Starting at the line that has "The automated pipeline tagged light" and stopping after the one that has "[64,226,133,277]", copy the lines below, substituting "independent check" for "second opinion" and keeping everything else unchanged.

• • •

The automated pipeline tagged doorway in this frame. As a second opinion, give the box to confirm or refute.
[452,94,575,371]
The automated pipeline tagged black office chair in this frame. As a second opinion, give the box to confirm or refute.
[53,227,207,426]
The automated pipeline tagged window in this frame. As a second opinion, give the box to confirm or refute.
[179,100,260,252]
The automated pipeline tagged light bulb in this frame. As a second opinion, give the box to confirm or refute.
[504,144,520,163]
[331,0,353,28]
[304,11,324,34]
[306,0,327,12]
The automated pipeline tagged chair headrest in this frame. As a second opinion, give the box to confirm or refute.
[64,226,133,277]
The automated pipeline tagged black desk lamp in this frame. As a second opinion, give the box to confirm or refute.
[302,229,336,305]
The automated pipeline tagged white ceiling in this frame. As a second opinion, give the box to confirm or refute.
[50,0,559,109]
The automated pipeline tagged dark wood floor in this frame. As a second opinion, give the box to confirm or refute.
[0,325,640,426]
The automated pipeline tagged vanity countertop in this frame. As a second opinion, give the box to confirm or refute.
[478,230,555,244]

• • •

* [Reply]
The automated pipeline tagged light bulb in this frame. As a independent check, give the box to confirm or refute.
[504,144,520,163]
[331,0,353,28]
[304,11,324,34]
[306,0,327,12]
The automated pipeline tagged chair headrest in this frame. As a independent check, give the box to confirm or refute.
[64,226,133,277]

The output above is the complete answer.